● Page excerpt:
__________________________________________________

Storming Juno Another Important Story Of WWII

Courtesy:  Entertainment One

Courtesy: Entertainment One

Stories of WWII told from the American and British vantage points are quite plentiful in the world of television and movies.  Stories from those in other Allied forces are far less.  That is they are far less prominent in the United States.  Now finally, another lesser told piece of WWII history has finally been added to the whole.  One part historical drama and one part documentary, Entertainment One’s brand new WWII story, Storming Juno is an impressive work.  The hour and a half presentation tells the story of the events of June 6th, 1944 from the perspective not of the American or British forces, but from the Canadian military.  It is centered on three young soldiers that were actually there on the day that marked the beginning of the end of the war in Europe. 

It is difficult to know where exactly to begin in the discussion of Storming Juno.  It would be very easy to compare this movie to the likes of bigger blockbuster films such as Saving Private Ryan and Flags of our Fathers.  By comparison, Storming Juno is just as good as those war epics if not better than them.  That might be a bold statement to some.  But it is a true statement.  That’s not to say that the aforementioned films were bad.  It just means that for an indie war film, Storming Juno definitely holds its own.  And it does so quite well at that.  So what enabled Storming Juno to hold its own so well against much bigger, more epic war movies?  For starters, the movie itself runs just over an hour.  The remaining half an hour of the entire feature’s ninety minute run time is taken by a documentary of sorts.  Another factor in the success of this movie is tied directly to its run time.  That factor is the story’s writing.  Script writer Christopher Gagosz managed in his script, to balance the intertwining stories of the three men on which it focuses.  Along with its balance, there are two more factors that make Storming Juno a success and a must see for any history buff and lover of war films. Those factors tie in to make this a complete story that any history buff and war movie fan will enjoy just as much as any war movie released by Hollywood’s major studios.  The factors in question are the incorporation of actual footage taken on D-Day by Canadian forces and the general historical accuracies portrayed in the movie itself.  These tie back into the writing and in turn the story length and overall enjoyment of the movie.  It all works together to make Storming Juno not just an enjoyable war story, but also one of 2013’s best independent movies.

__________________________________________________

● Stored data:
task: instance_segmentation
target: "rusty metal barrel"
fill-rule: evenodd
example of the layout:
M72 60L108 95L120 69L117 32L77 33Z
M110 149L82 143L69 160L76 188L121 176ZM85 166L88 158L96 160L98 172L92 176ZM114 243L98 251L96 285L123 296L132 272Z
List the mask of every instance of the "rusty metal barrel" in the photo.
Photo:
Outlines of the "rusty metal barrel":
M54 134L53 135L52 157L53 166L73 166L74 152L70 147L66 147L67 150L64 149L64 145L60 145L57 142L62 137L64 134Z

__________________________________________________

● Exercise description: Please copy the Storming Juno review above word for word, from its headline through its final sentence.

● Worked answer:
Storming Juno Another Important Story Of WWII

Courtesy:  Entertainment One

Courtesy: Entertainment One

Stories of WWII told from the American and British vantage points are quite plentiful in the world of television and movies.  Stories from those in other Allied forces are far less.  That is they are far less prominent in the United States.  Now finally, another lesser told piece of WWII history has finally been added to the whole.  One part historical drama and one part documentary, Entertainment One’s brand new WWII story, Storming Juno is an impressive work.  The hour and a half presentation tells the story of the events of June 6th, 1944 from the perspective not of the American or British forces, but from the Canadian military.  It is centered on three young soldiers that were actually there on the day that marked the beginning of the end of the war in Europe. 

It is difficult to know where exactly to begin in the discussion of Storming Juno.  It would be very easy to compare this movie to the likes of bigger blockbuster films such as Saving Private Ryan and Flags of our Fathers.  By comparison, Storming Juno is just as good as those war epics if not better than them.  That might be a bold statement to some.  But it is a true statement.  That’s not to say that the aforementioned films were bad.  It just means that for an indie war film, Storming Juno definitely holds its own.  And it does so quite well at that.  So what enabled Storming Juno to hold its own so well against much bigger, more epic war movies?  For starters, the movie itself runs just over an hour.  The remaining half an hour of the entire feature’s ninety minute run time is taken by a documentary of sorts.  Another factor in the success of this movie is tied directly to its run time.  That factor is the story’s writing.  Script writer Christopher Gagosz managed in his script, to balance the intertwining stories of the three men on which it focuses.  Along with its balance, there are two more factors that make Storming Juno a success and a must see for any history buff and lover of war films. Those factors tie in to make this a complete story that any history buff and war movie fan will enjoy just as much as any war movie released by Hollywood’s major studios.  The factors in question are the incorporation of actual footage taken on D-Day by Canadian forces and the general historical accuracies portrayed in the movie itself.  These tie back into the writing and in turn the story length and overall enjoyment of the movie.  It all works together to make Storming Juno not just an enjoyable war story, but also one of 2013’s best independent movies.